## SHORT PROBLEM
Reproduce every one of the records below verbatim, keeping each line as it stands.

## GIVEN RECORDS
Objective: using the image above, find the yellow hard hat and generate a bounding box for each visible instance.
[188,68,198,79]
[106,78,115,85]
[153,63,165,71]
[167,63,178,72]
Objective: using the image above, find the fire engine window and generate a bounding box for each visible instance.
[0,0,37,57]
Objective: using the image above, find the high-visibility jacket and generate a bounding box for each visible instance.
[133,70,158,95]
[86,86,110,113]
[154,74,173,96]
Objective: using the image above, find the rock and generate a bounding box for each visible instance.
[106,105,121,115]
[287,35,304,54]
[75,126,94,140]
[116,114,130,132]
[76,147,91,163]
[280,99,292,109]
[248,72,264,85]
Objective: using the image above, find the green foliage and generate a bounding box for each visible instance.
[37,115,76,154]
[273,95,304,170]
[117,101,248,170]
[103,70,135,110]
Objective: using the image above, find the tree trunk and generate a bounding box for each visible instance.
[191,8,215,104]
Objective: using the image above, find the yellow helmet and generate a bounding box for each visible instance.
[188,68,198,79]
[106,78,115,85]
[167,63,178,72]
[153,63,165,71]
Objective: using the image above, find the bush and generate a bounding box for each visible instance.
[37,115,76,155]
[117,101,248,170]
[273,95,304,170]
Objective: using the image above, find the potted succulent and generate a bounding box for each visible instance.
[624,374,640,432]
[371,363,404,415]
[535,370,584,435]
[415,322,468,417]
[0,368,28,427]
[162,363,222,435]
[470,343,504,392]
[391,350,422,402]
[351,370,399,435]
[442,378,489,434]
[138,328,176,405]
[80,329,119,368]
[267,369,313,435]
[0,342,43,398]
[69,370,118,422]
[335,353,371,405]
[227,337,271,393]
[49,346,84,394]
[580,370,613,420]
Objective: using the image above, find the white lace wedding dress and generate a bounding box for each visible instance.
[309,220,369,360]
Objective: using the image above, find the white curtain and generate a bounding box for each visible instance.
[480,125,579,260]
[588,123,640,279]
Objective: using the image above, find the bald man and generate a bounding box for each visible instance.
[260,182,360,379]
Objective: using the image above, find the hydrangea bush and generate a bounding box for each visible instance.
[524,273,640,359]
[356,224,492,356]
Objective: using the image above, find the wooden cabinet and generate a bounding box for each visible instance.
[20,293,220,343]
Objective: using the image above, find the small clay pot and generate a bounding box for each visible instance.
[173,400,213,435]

## ANSWER TO THE TASK
Objective: using the image above, find the yellow hard hat and generate a bounding box for each visible instance.
[188,68,198,79]
[106,78,115,85]
[153,63,165,71]
[167,63,178,72]
Objective: using the image above, find the fire engine window and generate a bounding box for each visible instance.
[0,0,37,57]
Objective: using the image above, find the high-visibility jacket and generate a bounding box for each visible instance.
[133,70,158,95]
[86,86,110,113]
[154,74,173,96]
Objective: using the image above, find the rock and generate a bounding box for each visible instance.
[106,105,121,115]
[287,35,304,54]
[75,126,94,140]
[116,114,130,132]
[76,147,91,163]
[280,99,292,109]
[248,72,264,85]
Objective: using the image above, find the green foliage and generate a bounding box for each visible instance.
[37,115,76,154]
[273,95,304,170]
[117,101,248,170]
[103,70,135,110]
Objective: using the image above, find the tree trunk and generate a bounding box for each visible instance.
[191,8,215,104]
Objective: using the image above, find the yellow helmet and generate a bounding box for each visible instance.
[188,68,198,79]
[106,78,115,85]
[167,63,178,72]
[153,63,165,71]
Objective: using the image above, find the bush and generate a bounding box for each visible instance.
[37,115,76,155]
[117,101,248,170]
[273,95,304,170]
Objective: using the image above, find the potted succulent and generate a bounding box for each visible instance.
[624,374,640,432]
[371,363,404,415]
[535,370,584,435]
[415,322,468,417]
[0,368,28,427]
[162,363,222,435]
[470,343,504,392]
[391,350,422,402]
[351,370,399,435]
[442,378,489,434]
[138,328,176,405]
[80,329,119,368]
[267,369,313,435]
[0,342,43,398]
[69,370,118,422]
[335,353,371,405]
[227,337,271,393]
[49,346,84,394]
[580,370,613,420]
Objective: using the image above, find the white lace wedding dress and generate a bounding box for each visible instance.
[309,220,369,360]
Objective: using the image above, find the white curtain and generate a bounding box for each visible instance.
[480,125,579,260]
[588,123,640,279]
Objective: using the image above, find the bald man and generate a bounding box for each visible instance.
[260,182,360,379]
Objective: using the image above, find the hydrangea bush and generate a bounding box for each visible instance.
[524,273,640,359]
[356,224,492,356]
Objective: using the image above, find the wooden cabinet and generate a bounding box for each visible instance.
[20,293,220,343]
Objective: using the image above, find the small clay pot and generate a bounding box for each visible instance.
[173,400,213,435]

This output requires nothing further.